*原文*
┌──
コアAPI¶

この節は、ScrapyコアAPIについて説明します。これは、拡張機能とミドルウェアの開発者を対象としています。

クローラーAPI¶

Scrapy APIの主要なエントリポイントは、 from_crawler クラス・メソッドを通じて拡張機能に渡される Crawler オブジェクトです。このオブジェクトは、すべてのScrapyコア・コンポーネントへのアクセスを提供し、拡張機能がそれらにアクセスし、その機能をScrapyにフックする唯一の方法です。

拡張機能マネージャーは、インストールされた拡張機能を読み込んで追跡する責任があり、利用可能な全ての拡張機能の辞書と、ダウンローダー・ミドルウェアの構成(configure) 方法と類似した順序を含む EXTENSIONS 設定で構成(configure)されます。

class scrapy.crawler.Crawler(spidercls, settings)[ソース]¶

Crawlerオブジェクトは、 scrapy.spiders.Spider のサブクラスと scrapy.settings.Settings オブジェクトでインスタンス化する必要があります。

settings¶

このクローラーの設定マネージャ

これは、拡張機能とミドルウェアがこのクローラーのScrapy設定にアクセスするために使用します。

Scrapy設定の概要については、設定を参照してください。

APIについては、 Settings クラスを参照してください。
└──
*求められる作業*
上のScrapyコアAPIの原文から、「class scrapy.crawler.Crawler(spidercls, settings)[ソース]¶」から「APIについては、 Settings クラスを参照してください。」までをすべて、一字も変えずに書き写してください。

*提供資料*
┌──
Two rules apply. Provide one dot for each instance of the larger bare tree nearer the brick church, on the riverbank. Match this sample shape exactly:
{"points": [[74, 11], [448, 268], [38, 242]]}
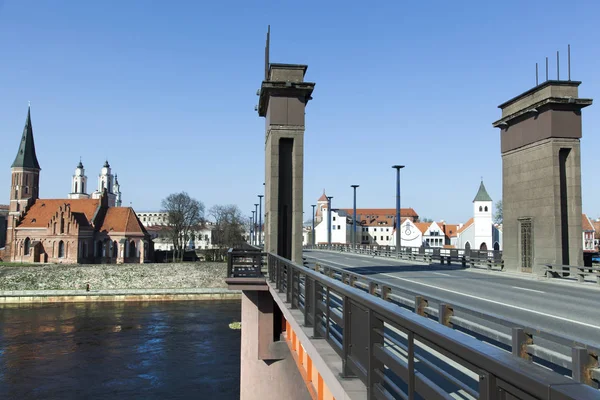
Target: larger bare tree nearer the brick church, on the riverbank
{"points": [[184, 213]]}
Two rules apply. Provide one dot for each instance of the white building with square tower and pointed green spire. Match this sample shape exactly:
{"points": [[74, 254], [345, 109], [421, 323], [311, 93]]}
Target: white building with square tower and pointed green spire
{"points": [[480, 233]]}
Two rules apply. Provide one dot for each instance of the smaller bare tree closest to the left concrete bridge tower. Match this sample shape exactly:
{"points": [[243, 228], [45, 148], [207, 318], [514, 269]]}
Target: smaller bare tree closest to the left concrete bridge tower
{"points": [[230, 226]]}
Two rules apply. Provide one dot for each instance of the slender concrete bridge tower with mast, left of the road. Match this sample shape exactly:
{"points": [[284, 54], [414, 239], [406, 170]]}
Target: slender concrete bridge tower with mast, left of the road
{"points": [[283, 98]]}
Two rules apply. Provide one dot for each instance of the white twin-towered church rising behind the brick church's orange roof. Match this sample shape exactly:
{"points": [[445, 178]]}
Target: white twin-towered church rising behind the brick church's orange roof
{"points": [[79, 185]]}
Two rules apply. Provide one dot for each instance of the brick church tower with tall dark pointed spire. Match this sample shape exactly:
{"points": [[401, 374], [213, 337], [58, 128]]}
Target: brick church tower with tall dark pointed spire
{"points": [[24, 190]]}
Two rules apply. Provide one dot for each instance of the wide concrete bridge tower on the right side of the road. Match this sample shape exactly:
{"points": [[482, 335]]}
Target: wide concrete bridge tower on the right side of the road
{"points": [[541, 176]]}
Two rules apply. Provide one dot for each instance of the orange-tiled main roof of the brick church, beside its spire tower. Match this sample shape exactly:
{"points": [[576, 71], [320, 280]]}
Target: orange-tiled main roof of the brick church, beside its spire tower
{"points": [[43, 210]]}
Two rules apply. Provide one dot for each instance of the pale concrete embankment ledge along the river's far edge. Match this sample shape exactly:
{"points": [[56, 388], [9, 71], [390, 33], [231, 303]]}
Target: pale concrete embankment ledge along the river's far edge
{"points": [[81, 296]]}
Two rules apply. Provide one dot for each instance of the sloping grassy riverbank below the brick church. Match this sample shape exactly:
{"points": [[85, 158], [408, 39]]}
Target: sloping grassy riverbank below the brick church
{"points": [[108, 276]]}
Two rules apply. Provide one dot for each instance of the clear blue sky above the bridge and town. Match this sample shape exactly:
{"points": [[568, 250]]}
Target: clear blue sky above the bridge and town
{"points": [[166, 91]]}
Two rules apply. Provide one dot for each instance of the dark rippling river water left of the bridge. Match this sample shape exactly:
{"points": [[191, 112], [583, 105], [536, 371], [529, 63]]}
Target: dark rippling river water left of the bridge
{"points": [[151, 350]]}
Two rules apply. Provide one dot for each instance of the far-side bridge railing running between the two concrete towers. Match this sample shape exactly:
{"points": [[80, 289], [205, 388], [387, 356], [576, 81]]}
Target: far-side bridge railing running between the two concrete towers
{"points": [[488, 259]]}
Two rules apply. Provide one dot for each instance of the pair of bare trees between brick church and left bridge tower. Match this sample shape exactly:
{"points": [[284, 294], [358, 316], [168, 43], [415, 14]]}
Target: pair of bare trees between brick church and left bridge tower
{"points": [[186, 216]]}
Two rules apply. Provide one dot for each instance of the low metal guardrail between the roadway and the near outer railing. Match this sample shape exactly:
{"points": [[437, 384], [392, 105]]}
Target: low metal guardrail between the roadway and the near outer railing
{"points": [[558, 352]]}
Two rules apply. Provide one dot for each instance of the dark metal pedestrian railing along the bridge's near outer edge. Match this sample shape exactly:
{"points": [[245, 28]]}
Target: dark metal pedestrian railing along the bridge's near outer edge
{"points": [[399, 354]]}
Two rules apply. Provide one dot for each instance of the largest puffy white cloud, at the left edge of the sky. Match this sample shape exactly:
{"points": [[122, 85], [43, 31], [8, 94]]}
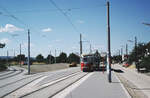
└──
*結果は以下*
class scrapy.crawler.Crawler(spidercls, settings)[ソース]¶

Crawlerオブジェクトは、 scrapy.spiders.Spider のサブクラスと scrapy.settings.Settings オブジェクトでインスタンス化する必要があります。

settings¶

このクローラーの設定マネージャ

これは、拡張機能とミドルウェアがこのクローラーのScrapy設定にアクセスするために使用します。

Scrapy設定の概要については、設定を参照してください。

APIについては、 Settings クラスを参照してください。